(Material provided)

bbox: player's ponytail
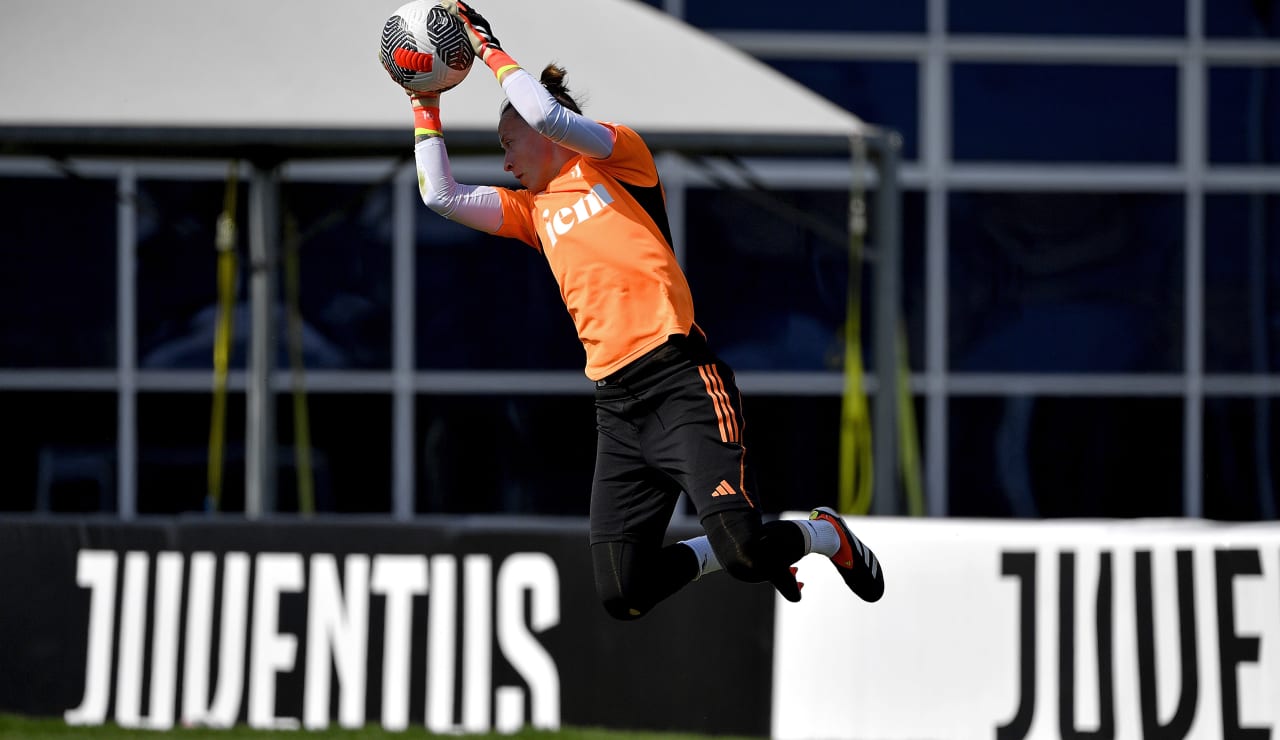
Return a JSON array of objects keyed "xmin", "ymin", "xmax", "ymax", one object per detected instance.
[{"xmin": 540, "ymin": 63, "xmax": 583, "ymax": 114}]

==

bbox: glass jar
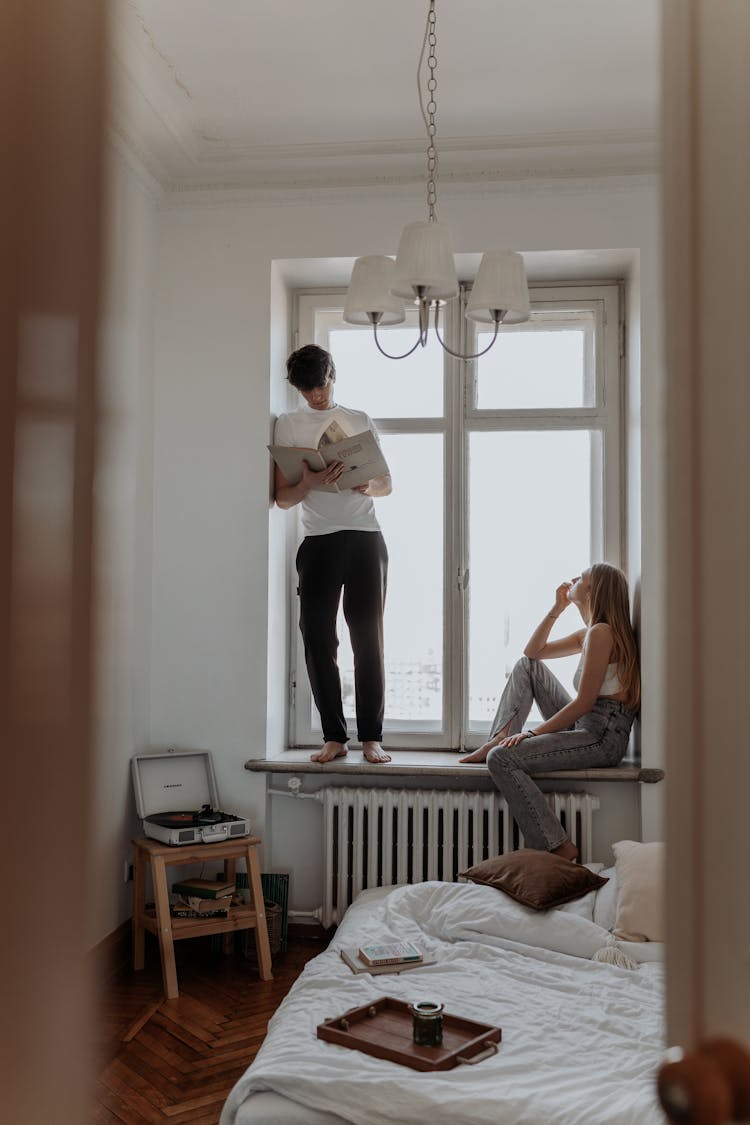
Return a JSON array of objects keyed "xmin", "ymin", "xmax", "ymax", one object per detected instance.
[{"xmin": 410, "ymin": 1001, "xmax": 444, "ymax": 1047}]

---

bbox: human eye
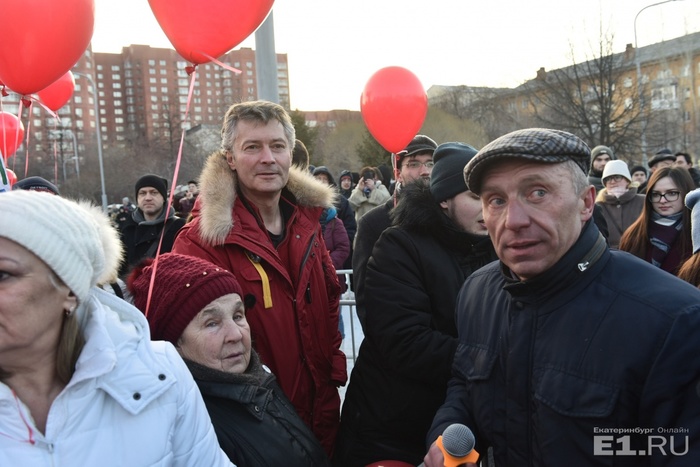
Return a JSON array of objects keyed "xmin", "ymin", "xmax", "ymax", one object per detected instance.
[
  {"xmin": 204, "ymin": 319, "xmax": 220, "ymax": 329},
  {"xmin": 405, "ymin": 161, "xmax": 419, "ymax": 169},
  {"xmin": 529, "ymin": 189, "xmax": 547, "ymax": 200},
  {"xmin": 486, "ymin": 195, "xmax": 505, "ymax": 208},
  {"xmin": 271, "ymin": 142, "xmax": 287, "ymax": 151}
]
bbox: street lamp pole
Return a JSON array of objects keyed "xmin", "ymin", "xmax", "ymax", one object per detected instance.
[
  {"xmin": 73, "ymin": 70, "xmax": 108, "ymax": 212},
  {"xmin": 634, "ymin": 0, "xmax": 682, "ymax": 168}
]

(Exercise directions) For the string "bbox", go through the entries above and copy each line where it occurs.

(Completed task)
bbox: player's ponytail
bbox: glass jar
bbox: human eye
bbox: street lamp pole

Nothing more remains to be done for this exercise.